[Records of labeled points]
---+---

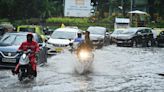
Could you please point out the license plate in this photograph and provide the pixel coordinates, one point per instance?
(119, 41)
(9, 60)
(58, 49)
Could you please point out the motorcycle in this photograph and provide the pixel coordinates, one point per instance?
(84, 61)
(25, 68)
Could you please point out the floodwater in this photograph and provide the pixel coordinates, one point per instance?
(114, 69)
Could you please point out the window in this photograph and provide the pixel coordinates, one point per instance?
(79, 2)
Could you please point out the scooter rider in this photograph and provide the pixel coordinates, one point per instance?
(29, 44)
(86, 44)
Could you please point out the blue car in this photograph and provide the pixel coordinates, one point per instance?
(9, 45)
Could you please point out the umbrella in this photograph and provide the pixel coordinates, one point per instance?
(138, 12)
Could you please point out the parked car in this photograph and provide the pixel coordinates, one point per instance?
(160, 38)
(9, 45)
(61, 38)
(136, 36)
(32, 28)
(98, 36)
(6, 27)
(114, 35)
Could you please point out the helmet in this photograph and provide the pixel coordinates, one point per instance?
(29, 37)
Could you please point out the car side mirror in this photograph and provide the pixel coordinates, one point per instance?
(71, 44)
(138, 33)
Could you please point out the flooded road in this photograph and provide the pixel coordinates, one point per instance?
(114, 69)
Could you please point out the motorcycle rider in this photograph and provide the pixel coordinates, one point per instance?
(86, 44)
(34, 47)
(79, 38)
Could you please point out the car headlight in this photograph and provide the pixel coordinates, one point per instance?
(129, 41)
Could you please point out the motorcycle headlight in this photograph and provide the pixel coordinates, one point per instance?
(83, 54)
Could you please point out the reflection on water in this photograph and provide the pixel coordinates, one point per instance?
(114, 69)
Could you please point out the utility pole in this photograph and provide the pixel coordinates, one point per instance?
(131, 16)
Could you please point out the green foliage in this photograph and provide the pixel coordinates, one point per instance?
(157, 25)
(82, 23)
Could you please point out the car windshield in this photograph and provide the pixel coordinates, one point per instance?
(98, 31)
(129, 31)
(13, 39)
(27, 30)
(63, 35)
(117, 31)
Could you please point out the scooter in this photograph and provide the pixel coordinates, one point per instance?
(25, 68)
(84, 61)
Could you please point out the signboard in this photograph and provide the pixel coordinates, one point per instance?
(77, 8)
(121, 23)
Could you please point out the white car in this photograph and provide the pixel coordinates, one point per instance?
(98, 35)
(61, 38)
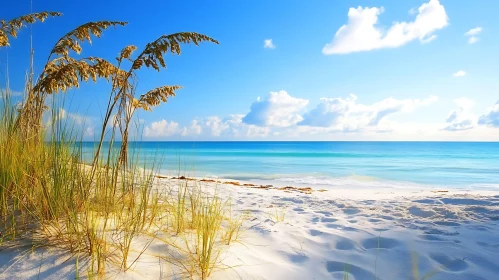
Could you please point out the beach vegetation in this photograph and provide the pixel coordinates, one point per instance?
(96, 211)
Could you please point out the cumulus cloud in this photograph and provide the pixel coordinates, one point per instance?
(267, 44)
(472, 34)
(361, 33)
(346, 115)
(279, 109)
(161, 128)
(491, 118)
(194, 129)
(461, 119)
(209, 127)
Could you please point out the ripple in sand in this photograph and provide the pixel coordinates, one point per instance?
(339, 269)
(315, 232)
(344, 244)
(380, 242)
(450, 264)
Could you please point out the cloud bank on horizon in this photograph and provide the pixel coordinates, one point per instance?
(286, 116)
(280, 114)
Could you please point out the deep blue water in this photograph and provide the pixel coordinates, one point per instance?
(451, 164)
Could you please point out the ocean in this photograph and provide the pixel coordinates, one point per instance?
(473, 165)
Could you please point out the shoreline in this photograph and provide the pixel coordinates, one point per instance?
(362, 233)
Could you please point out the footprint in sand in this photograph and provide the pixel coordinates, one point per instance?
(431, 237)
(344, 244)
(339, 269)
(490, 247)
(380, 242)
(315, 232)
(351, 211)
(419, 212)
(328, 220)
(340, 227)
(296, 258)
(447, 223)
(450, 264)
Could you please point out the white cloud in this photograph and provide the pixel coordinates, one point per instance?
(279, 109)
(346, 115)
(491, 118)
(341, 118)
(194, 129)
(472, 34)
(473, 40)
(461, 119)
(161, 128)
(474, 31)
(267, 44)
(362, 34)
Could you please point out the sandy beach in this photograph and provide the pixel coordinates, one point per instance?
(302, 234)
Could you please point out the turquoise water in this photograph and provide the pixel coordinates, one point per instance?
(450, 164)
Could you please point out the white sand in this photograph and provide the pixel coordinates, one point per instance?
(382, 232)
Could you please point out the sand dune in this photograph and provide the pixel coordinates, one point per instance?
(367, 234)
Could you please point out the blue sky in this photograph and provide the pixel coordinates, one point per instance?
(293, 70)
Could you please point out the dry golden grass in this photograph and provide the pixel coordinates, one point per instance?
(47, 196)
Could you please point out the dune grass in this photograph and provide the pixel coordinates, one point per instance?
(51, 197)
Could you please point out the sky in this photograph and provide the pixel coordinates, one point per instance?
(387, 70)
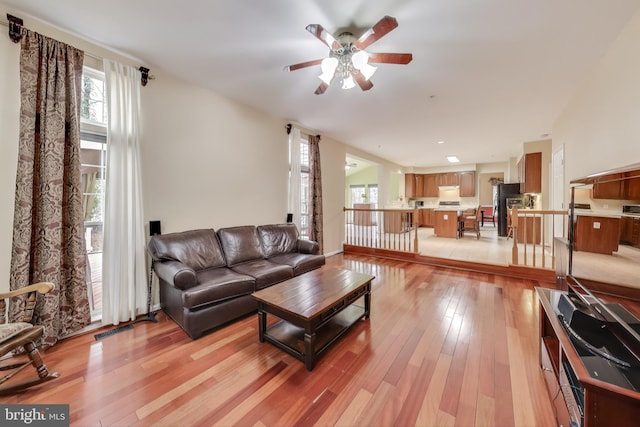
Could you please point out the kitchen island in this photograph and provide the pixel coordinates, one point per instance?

---+---

EXERCISE DIRECTIONS: Exclude the pictures and repeat every other part of the records word for word.

WRITTEN SOLUTION:
Could you please point out the license plate in this photograph and provide the pixel coordinates, one point per instance?
(119, 41)
(9, 60)
(58, 49)
Could you please point out the motorcycle in this photograph and provide the pixel coordinates, one point per instance?
(84, 61)
(25, 68)
Could you please point out the floodwater in this photograph and provide the pixel coordinates, one point per instance?
(114, 69)
Could you please point out the window in this photograph and provide the pixel coordinates, one point per instance?
(79, 2)
Could you please point out the scooter rider in this photograph and provide the pixel coordinates, one point per instance?
(29, 44)
(86, 44)
Could you please point out the blue car in this photograph and provide the pixel coordinates, one point per instance?
(9, 45)
Could you please point out the umbrella in this photograph and provide the pixel coordinates, one point per instance?
(138, 12)
Could you please point out the parked car in this photograph and provide the pixel coordinates, one point per instance?
(160, 38)
(9, 45)
(61, 38)
(136, 36)
(32, 28)
(98, 36)
(6, 27)
(114, 35)
Could you please point out the helmet in this photograph and provide the pixel coordinates, one point per instance?
(29, 37)
Could you please point out the car side mirror in this photograph and provide the pixel coordinates, one point per instance?
(71, 44)
(138, 33)
Could you please point out the flooded road in this photograph and provide the pixel coordinates, one point per instance?
(114, 69)
Could you please point out the motorcycle rider in this photograph and provide the pixel coordinates, one point per instance?
(86, 44)
(34, 47)
(79, 38)
Could you please point out the car headlight in this photograph and provide the pixel coordinates, one point per instance?
(129, 41)
Could you please point out the motorcycle headlight in this photograph and provide the pixel coordinates, one point per instance?
(83, 54)
Could you please point out the reflection on water in this photograph and provide the pixel coordinates, one point per instance?
(114, 69)
Could you please point out the utility pole in this photograph and provide the pixel coordinates, one point per instance?
(131, 16)
Could you please point out the green foliage in this photograph and provide the pixel coordinates, one point per instance?
(157, 25)
(82, 23)
Could you please point out the car windshield in this photograph and provide the pixel coordinates, one point per instance?
(98, 31)
(129, 31)
(13, 39)
(27, 30)
(63, 35)
(117, 31)
Could you please point out the scooter in this photograph and provide the pixel coordinates, one point per instance?
(25, 68)
(84, 61)
Could you please point out the signboard in this photograph and provide the pixel coordinates, one point per instance?
(77, 8)
(121, 23)
Could you please point out the white car in this photograph and provide the pixel coordinates, one point per instance?
(98, 35)
(61, 38)
Could you please point out the beach vegetation in this photograph and provide the pixel coordinates, one point per instance?
(96, 211)
Could you please point out the cumulus cloud in this photograph and provide the pixel coordinates, one point per instance?
(267, 44)
(472, 34)
(361, 33)
(346, 115)
(279, 109)
(161, 128)
(491, 118)
(194, 129)
(461, 119)
(209, 127)
Could you please point out the ripple in sand in this photograph and provide the pixel coordinates, one point per instance?
(339, 269)
(315, 232)
(344, 244)
(380, 242)
(450, 264)
Could you please point out the cloud bank on horizon in this photograph and provide the pixel coordinates, one point per instance?
(286, 116)
(280, 114)
Could you please point out the deep blue water in this photograph and provide the pixel coordinates, one point per instance?
(451, 164)
Could you please point out the ocean in this photograph and provide the pixel coordinates, one point per instance?
(473, 165)
Could you please point out the shoreline in this photograph and provide the pixel coordinates, one point per instance?
(362, 233)
Could you please point out the footprint in sand in this photograph and provide the pixel coordinates, one point per instance?
(431, 237)
(344, 244)
(339, 269)
(490, 247)
(380, 242)
(315, 232)
(351, 211)
(419, 212)
(328, 220)
(340, 227)
(296, 258)
(447, 223)
(450, 264)
Could you please point out the white cloud in this photograph and provide the pixel coordinates, one point per instance?
(279, 109)
(346, 115)
(491, 118)
(341, 118)
(194, 129)
(472, 34)
(473, 40)
(461, 119)
(161, 128)
(474, 31)
(267, 44)
(362, 34)
Could you please point out the sandy beach in this photograph and provide the pixel coordinates, one point per instance?
(302, 234)
Could you please point out the turquoise water in this photograph and provide the pixel coordinates, one point per instance?
(450, 164)
Could you please point out the white sand in this photograph and provide the pixel coordinates, one point per instance?
(382, 232)
Could you please point out the sand dune in this photograph and provide the pixel coordinates, one point per instance?
(367, 234)
Could you please point out the blue sky in this photograph and provide the pixel coordinates, one point per instance?
(293, 70)
Could you please point out the dry golden grass in this photograph and provide the pixel coordinates, one point per instance?
(47, 196)
Could you please point out the dune grass in this photograph and provide the pixel coordinates, one point per instance?
(51, 197)
Could you please point out the sky in this photograph and provide the pixel coordinates, one point per instance?
(387, 70)
Could you please point out the kitchen island in this photograph and provide the pixel coordinates, one point per instance?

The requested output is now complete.